>>>

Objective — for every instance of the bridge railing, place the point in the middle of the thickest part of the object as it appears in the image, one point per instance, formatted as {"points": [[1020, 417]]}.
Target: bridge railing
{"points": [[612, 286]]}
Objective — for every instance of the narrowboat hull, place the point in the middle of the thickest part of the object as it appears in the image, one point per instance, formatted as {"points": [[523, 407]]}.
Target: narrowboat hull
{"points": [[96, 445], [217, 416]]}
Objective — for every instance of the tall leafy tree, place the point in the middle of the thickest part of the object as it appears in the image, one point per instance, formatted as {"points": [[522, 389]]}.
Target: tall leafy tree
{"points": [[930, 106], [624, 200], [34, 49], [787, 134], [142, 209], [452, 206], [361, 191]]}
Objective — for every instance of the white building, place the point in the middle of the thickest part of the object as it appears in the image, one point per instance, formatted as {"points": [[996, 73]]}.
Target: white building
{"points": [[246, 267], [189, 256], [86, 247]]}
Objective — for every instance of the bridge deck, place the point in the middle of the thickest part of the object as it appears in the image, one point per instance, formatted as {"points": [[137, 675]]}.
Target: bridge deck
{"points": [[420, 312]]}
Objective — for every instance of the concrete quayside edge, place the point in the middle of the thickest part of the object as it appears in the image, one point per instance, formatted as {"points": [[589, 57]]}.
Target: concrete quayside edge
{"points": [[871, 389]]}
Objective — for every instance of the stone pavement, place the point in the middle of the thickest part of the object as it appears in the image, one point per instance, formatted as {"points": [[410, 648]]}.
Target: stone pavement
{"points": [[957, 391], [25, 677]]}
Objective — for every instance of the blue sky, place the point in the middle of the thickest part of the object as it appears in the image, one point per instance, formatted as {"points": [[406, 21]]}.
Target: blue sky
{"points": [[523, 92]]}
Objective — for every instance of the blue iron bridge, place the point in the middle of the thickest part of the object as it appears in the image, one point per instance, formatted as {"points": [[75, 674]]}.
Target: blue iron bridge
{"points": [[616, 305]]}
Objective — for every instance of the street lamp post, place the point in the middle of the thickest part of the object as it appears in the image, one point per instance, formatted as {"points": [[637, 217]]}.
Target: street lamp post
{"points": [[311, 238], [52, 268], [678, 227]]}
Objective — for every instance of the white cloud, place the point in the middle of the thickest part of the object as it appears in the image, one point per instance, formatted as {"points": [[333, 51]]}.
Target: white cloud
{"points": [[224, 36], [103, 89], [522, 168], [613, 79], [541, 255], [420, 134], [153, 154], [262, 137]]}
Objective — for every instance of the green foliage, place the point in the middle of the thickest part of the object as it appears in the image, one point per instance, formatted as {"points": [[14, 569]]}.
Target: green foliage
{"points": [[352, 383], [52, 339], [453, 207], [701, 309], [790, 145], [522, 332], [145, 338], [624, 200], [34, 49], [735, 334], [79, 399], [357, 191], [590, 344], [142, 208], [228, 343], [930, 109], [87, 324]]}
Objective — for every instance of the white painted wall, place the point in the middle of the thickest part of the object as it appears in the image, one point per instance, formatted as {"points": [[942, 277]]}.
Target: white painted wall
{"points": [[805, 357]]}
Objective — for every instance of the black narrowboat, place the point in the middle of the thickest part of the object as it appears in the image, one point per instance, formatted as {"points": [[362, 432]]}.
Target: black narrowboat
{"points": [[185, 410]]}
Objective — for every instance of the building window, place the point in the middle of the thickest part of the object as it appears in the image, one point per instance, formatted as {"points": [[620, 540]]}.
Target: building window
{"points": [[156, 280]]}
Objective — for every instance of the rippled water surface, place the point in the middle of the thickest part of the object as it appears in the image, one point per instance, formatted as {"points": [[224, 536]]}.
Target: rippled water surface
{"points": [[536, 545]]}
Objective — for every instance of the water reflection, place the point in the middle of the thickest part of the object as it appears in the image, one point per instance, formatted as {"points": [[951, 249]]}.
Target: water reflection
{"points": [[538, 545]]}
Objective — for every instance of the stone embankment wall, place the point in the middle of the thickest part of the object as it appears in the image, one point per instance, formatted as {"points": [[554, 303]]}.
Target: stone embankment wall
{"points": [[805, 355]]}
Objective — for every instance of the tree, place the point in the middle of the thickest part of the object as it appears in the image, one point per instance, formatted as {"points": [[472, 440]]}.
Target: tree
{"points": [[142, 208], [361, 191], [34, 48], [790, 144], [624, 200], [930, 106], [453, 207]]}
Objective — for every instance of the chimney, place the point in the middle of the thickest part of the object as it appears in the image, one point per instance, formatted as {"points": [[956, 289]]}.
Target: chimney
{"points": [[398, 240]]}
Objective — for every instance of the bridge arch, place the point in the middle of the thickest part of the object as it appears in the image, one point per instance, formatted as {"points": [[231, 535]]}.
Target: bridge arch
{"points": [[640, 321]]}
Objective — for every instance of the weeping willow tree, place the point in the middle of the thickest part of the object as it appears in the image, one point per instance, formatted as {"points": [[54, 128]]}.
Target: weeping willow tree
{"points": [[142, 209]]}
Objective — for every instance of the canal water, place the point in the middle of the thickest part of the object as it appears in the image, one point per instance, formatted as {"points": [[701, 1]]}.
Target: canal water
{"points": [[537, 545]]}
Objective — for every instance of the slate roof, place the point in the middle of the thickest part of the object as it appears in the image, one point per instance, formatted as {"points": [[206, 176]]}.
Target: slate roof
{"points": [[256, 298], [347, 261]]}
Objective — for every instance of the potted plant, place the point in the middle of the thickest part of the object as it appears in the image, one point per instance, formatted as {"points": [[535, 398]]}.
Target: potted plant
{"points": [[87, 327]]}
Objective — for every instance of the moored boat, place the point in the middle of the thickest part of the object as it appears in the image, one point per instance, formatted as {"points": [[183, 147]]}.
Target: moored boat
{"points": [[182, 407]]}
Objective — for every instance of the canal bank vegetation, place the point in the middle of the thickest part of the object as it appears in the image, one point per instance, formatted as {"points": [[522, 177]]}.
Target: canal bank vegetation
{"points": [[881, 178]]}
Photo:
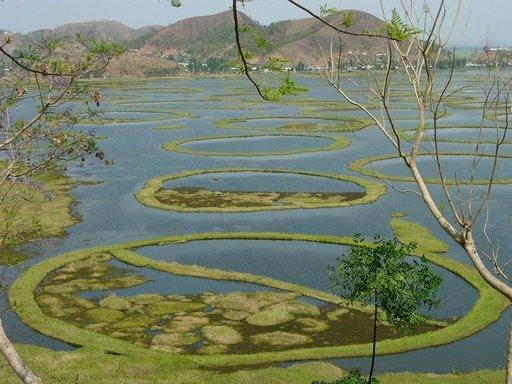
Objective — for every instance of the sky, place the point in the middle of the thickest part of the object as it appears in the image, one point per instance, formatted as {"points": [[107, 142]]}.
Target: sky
{"points": [[480, 20]]}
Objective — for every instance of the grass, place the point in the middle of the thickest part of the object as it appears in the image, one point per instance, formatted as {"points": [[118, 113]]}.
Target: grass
{"points": [[90, 366], [169, 127], [149, 194], [345, 124], [177, 146], [487, 309], [167, 115], [409, 232], [361, 166]]}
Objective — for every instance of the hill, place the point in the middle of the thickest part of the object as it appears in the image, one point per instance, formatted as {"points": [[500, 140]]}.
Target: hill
{"points": [[208, 42]]}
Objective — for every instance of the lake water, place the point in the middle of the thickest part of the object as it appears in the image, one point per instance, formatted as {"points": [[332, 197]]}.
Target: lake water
{"points": [[110, 214]]}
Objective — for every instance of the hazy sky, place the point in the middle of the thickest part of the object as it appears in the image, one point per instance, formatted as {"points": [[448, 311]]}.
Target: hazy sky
{"points": [[481, 20]]}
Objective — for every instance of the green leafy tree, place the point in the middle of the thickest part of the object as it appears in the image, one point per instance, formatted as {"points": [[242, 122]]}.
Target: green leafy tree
{"points": [[353, 377], [380, 275]]}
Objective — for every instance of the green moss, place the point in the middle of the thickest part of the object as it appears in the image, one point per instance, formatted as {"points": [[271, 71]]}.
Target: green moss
{"points": [[54, 215], [169, 127], [176, 339], [186, 323], [92, 366], [135, 321], [213, 349], [270, 317], [361, 166], [297, 308], [201, 200], [165, 307], [146, 298], [235, 315], [281, 339], [221, 334], [337, 123], [409, 232], [105, 315], [336, 314], [178, 146]]}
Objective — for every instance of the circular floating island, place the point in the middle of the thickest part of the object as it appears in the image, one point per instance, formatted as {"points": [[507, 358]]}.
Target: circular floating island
{"points": [[459, 135], [230, 190], [70, 297], [250, 145], [307, 124], [453, 163]]}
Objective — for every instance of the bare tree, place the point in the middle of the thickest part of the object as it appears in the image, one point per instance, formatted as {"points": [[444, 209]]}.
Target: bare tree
{"points": [[416, 39], [46, 78]]}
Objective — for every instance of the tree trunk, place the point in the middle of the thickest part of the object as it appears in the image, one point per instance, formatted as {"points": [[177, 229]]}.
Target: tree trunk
{"points": [[370, 376], [15, 361], [509, 356]]}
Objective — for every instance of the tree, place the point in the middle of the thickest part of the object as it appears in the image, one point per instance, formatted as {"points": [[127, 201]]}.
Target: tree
{"points": [[46, 77], [353, 377], [381, 276], [416, 38]]}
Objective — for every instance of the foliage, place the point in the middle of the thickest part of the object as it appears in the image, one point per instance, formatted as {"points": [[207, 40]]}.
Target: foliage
{"points": [[353, 377], [46, 75], [381, 275]]}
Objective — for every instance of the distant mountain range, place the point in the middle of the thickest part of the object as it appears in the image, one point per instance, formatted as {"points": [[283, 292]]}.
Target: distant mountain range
{"points": [[200, 38]]}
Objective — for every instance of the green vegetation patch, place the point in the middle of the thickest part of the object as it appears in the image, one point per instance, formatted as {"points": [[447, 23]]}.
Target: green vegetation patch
{"points": [[363, 166], [336, 124], [93, 366], [51, 216], [177, 146], [487, 309], [221, 334], [191, 199], [270, 317], [282, 339]]}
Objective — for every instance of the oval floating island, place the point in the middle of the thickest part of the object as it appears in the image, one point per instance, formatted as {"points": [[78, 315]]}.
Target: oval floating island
{"points": [[307, 124], [378, 167], [69, 297], [230, 190], [252, 145]]}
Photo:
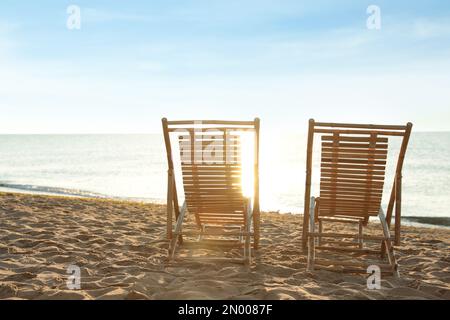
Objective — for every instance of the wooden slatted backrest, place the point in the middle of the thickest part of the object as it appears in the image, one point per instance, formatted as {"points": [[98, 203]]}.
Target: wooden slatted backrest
{"points": [[352, 170], [211, 167], [352, 174]]}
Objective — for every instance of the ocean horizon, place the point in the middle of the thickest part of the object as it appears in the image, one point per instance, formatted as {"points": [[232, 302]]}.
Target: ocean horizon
{"points": [[134, 166]]}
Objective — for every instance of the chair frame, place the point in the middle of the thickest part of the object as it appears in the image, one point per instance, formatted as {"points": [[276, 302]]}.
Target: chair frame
{"points": [[312, 205], [175, 236]]}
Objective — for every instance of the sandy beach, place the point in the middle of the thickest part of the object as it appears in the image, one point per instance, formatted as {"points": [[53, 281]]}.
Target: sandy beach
{"points": [[121, 250]]}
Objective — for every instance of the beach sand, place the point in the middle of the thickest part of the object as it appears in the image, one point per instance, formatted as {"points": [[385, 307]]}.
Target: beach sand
{"points": [[121, 250]]}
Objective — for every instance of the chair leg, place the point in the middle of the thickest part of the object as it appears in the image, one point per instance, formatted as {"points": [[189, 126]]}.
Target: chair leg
{"points": [[311, 238], [320, 231], [360, 233], [388, 244]]}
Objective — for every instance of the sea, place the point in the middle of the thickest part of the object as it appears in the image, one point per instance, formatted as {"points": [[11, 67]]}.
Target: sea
{"points": [[134, 167]]}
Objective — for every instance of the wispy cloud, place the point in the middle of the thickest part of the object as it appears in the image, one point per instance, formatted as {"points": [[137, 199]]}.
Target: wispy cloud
{"points": [[426, 28], [97, 15]]}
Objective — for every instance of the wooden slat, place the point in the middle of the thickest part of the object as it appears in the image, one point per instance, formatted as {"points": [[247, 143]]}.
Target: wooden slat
{"points": [[354, 139], [358, 171], [210, 122], [365, 176], [355, 145], [349, 155], [360, 132], [352, 161], [356, 150], [360, 126]]}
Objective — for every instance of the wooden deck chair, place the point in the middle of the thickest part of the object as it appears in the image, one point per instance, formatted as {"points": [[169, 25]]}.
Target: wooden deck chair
{"points": [[353, 162], [211, 168]]}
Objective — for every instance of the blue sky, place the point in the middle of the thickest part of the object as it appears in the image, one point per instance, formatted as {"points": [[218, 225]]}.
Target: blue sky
{"points": [[133, 62]]}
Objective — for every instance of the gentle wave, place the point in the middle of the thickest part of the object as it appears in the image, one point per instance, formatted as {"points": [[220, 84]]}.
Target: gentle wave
{"points": [[52, 190], [418, 221]]}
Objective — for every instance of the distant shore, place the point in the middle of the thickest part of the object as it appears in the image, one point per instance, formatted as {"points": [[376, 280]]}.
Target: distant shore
{"points": [[419, 221], [121, 249]]}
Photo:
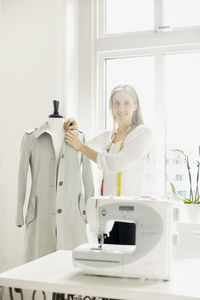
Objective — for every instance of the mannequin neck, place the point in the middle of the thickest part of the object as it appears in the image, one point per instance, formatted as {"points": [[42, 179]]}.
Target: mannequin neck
{"points": [[55, 125]]}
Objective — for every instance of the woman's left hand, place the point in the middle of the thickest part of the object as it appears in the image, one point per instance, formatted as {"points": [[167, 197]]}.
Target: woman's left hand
{"points": [[73, 140]]}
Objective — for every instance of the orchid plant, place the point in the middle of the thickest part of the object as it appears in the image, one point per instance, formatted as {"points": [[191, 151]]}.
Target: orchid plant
{"points": [[194, 198]]}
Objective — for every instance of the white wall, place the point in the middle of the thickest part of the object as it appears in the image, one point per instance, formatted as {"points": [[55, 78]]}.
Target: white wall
{"points": [[85, 116], [33, 72]]}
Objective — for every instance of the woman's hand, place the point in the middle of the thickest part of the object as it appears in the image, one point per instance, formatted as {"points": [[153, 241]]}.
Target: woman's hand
{"points": [[70, 124], [73, 140]]}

<<<

= Requirements =
Reproduce the listing above from the line that contains "Objective — for every instance of the distant shore, place" through its final line, exactly and with nothing added. Omit the images.

= Response to this task =
Objective — for every instance of the distant shore, place the point in the middle of the thickest part of the object as it appears in the image, one point per instance, formatted as {"points": [[376, 280]]}.
Target: distant shore
{"points": [[419, 221], [121, 249]]}
Photo:
Objective — for every instance of the mannequin neck, place the point in the middle of the thickest part of the object as it appears in the image, one point per instance, formatted as {"points": [[42, 179]]}.
Target: mannequin neck
{"points": [[55, 125]]}
Objective — for every instance of the woman's left hand, place the point in the middle of the thickest part of the object as it appears in the image, one point per instance, formatted as {"points": [[167, 197]]}.
Target: woman's left hand
{"points": [[73, 140]]}
Objective — for every instance of the orchid plant, place the point in the middle of the thickest part of the object as it appears in the image, one point per instance, formatted as {"points": [[191, 151]]}.
Target: orchid plant
{"points": [[194, 198]]}
Objective — for every instance of the white wall, place the point in the middle of the thickest part of the object as it appears in the image, one point per instance, formatted as {"points": [[55, 78]]}.
Target: white wall
{"points": [[85, 116], [33, 72]]}
Objective — for every instance of the woman's hand, place the point in the middle of the thickest part of the object as it appears in the image, one point per instance, formatted as {"points": [[153, 241]]}.
Target: woman's hand
{"points": [[70, 124], [73, 140]]}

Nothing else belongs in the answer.